WHAT IS NEEDED
Output every entry exactly as written.

THE INPUT

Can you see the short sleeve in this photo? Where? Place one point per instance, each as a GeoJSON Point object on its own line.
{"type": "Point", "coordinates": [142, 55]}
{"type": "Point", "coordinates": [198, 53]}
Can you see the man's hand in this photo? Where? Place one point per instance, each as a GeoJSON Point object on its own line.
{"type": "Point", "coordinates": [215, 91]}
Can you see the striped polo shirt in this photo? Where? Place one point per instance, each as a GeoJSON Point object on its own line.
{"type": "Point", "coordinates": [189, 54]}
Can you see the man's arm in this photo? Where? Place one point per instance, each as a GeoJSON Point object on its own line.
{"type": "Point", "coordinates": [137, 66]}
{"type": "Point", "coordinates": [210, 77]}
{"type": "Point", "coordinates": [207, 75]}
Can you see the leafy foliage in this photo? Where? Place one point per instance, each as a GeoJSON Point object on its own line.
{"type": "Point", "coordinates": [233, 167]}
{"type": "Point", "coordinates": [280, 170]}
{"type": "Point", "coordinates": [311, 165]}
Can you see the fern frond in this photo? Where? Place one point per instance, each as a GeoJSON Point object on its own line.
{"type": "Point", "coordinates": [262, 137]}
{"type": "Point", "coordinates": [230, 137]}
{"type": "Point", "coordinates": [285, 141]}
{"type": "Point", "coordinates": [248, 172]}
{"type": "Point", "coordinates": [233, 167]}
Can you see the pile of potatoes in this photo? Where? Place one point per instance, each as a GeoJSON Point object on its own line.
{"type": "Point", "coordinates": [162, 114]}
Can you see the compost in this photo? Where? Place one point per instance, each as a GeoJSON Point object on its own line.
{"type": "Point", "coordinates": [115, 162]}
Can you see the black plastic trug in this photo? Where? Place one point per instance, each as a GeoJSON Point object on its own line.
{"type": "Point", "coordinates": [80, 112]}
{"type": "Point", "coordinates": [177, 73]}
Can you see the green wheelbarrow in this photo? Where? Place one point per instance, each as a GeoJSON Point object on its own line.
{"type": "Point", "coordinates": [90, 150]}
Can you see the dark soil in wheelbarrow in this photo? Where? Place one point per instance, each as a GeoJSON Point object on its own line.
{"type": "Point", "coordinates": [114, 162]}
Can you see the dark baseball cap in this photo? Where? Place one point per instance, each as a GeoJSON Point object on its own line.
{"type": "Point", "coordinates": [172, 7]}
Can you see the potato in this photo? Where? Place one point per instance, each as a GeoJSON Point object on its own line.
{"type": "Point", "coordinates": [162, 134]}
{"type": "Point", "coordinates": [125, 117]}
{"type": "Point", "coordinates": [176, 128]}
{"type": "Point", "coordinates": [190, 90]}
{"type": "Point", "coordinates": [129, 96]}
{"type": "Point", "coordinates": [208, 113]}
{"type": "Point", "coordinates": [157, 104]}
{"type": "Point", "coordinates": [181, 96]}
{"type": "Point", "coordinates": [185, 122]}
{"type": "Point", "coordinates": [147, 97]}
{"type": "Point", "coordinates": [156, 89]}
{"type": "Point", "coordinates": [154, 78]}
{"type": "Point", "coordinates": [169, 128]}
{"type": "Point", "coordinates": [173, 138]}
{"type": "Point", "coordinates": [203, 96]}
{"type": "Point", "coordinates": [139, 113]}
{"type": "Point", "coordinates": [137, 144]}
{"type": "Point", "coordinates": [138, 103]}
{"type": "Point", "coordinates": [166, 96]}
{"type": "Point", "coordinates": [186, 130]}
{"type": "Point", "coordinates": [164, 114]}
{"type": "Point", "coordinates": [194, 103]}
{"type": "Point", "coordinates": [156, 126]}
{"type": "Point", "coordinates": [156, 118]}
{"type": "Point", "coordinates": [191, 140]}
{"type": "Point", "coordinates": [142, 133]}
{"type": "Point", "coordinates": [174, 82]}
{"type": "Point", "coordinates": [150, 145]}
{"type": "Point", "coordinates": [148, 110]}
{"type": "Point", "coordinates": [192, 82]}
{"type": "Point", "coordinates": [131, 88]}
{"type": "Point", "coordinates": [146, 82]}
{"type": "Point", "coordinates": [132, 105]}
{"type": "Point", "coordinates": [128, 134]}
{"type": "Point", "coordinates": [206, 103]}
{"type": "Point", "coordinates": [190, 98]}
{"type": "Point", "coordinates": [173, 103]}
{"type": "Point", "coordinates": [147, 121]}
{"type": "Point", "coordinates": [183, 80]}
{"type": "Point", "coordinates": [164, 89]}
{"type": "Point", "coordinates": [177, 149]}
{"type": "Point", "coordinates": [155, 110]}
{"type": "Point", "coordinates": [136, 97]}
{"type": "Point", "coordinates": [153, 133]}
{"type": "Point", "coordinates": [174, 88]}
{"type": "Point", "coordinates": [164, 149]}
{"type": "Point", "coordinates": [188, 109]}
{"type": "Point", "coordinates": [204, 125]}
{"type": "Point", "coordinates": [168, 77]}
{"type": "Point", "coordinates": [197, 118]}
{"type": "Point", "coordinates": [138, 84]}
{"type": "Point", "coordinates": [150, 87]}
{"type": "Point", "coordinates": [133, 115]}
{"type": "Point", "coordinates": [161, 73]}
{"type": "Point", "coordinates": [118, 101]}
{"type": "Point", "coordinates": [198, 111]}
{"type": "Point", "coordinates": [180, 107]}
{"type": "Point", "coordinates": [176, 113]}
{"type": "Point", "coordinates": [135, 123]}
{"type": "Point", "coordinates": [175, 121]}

TASK RESULT
Can you see the short sleeve in this photo? Where? Place one point per instance, each as a GeoJSON Point object on its own line.
{"type": "Point", "coordinates": [142, 55]}
{"type": "Point", "coordinates": [198, 53]}
Can you see the man's hand in this photo? Where? Place one point per instance, each as a GeoJSON Point object on its own line.
{"type": "Point", "coordinates": [215, 91]}
Can you see the striped polo shirt in this photo? Where? Place one point per instance, each as a GeoJSON Point object on its own line.
{"type": "Point", "coordinates": [189, 54]}
Can you see the man's arm in this photo? Where? Place one point per instance, each as a GeoJSON Point object on its own line.
{"type": "Point", "coordinates": [137, 66]}
{"type": "Point", "coordinates": [210, 77]}
{"type": "Point", "coordinates": [207, 75]}
Can you see the leafy foliage in this photo? Where? Place one point per instance, each as a GeoJSON Point object on its own line.
{"type": "Point", "coordinates": [233, 167]}
{"type": "Point", "coordinates": [280, 170]}
{"type": "Point", "coordinates": [311, 165]}
Can you see the fern frond in this photo? Where? Place one point per instance, each as a GeoJSON Point object on its own line.
{"type": "Point", "coordinates": [262, 137]}
{"type": "Point", "coordinates": [230, 137]}
{"type": "Point", "coordinates": [285, 141]}
{"type": "Point", "coordinates": [248, 172]}
{"type": "Point", "coordinates": [233, 167]}
Can you see the pile of potatoes in this photo? Where? Place one point per instance, each as a GeoJSON Point object on its own line.
{"type": "Point", "coordinates": [162, 114]}
Can you see the compost in this photo? Where? Place one point per instance, each as a GeoJSON Point object on its own line.
{"type": "Point", "coordinates": [115, 162]}
Can you see the black plastic trug in this photo? Where? Place one point per instance, each as a GeoJSON Point object on its own line.
{"type": "Point", "coordinates": [80, 112]}
{"type": "Point", "coordinates": [177, 73]}
Can you see the green wheelbarrow in this photo? Where? Place one point per instance, each as a GeoJSON Point object on its own line.
{"type": "Point", "coordinates": [90, 150]}
Can you see the dark soil in wheelbarrow in this photo? Where? Place one point per instance, each as a GeoJSON Point object on its own line.
{"type": "Point", "coordinates": [114, 162]}
Can you see the dark baseball cap in this photo? Where? Place one point per instance, each as a GeoJSON Point object on its own line.
{"type": "Point", "coordinates": [172, 7]}
Can you see the potato in this photo? Where? Place one point per instance, each as a GeoJSON Point object on its own line.
{"type": "Point", "coordinates": [162, 134]}
{"type": "Point", "coordinates": [125, 117]}
{"type": "Point", "coordinates": [176, 128]}
{"type": "Point", "coordinates": [190, 90]}
{"type": "Point", "coordinates": [129, 96]}
{"type": "Point", "coordinates": [208, 113]}
{"type": "Point", "coordinates": [157, 104]}
{"type": "Point", "coordinates": [181, 96]}
{"type": "Point", "coordinates": [185, 122]}
{"type": "Point", "coordinates": [147, 97]}
{"type": "Point", "coordinates": [156, 89]}
{"type": "Point", "coordinates": [154, 78]}
{"type": "Point", "coordinates": [169, 128]}
{"type": "Point", "coordinates": [173, 138]}
{"type": "Point", "coordinates": [203, 96]}
{"type": "Point", "coordinates": [139, 113]}
{"type": "Point", "coordinates": [137, 144]}
{"type": "Point", "coordinates": [138, 103]}
{"type": "Point", "coordinates": [166, 96]}
{"type": "Point", "coordinates": [186, 130]}
{"type": "Point", "coordinates": [164, 114]}
{"type": "Point", "coordinates": [194, 103]}
{"type": "Point", "coordinates": [156, 126]}
{"type": "Point", "coordinates": [156, 118]}
{"type": "Point", "coordinates": [191, 140]}
{"type": "Point", "coordinates": [142, 133]}
{"type": "Point", "coordinates": [174, 82]}
{"type": "Point", "coordinates": [150, 145]}
{"type": "Point", "coordinates": [148, 110]}
{"type": "Point", "coordinates": [192, 82]}
{"type": "Point", "coordinates": [131, 88]}
{"type": "Point", "coordinates": [146, 82]}
{"type": "Point", "coordinates": [132, 105]}
{"type": "Point", "coordinates": [128, 134]}
{"type": "Point", "coordinates": [206, 103]}
{"type": "Point", "coordinates": [190, 98]}
{"type": "Point", "coordinates": [173, 103]}
{"type": "Point", "coordinates": [147, 121]}
{"type": "Point", "coordinates": [183, 80]}
{"type": "Point", "coordinates": [164, 89]}
{"type": "Point", "coordinates": [177, 149]}
{"type": "Point", "coordinates": [155, 110]}
{"type": "Point", "coordinates": [136, 97]}
{"type": "Point", "coordinates": [153, 133]}
{"type": "Point", "coordinates": [174, 88]}
{"type": "Point", "coordinates": [164, 149]}
{"type": "Point", "coordinates": [188, 109]}
{"type": "Point", "coordinates": [204, 125]}
{"type": "Point", "coordinates": [168, 77]}
{"type": "Point", "coordinates": [197, 118]}
{"type": "Point", "coordinates": [138, 84]}
{"type": "Point", "coordinates": [150, 87]}
{"type": "Point", "coordinates": [133, 115]}
{"type": "Point", "coordinates": [161, 73]}
{"type": "Point", "coordinates": [118, 101]}
{"type": "Point", "coordinates": [198, 111]}
{"type": "Point", "coordinates": [180, 107]}
{"type": "Point", "coordinates": [176, 113]}
{"type": "Point", "coordinates": [135, 123]}
{"type": "Point", "coordinates": [175, 121]}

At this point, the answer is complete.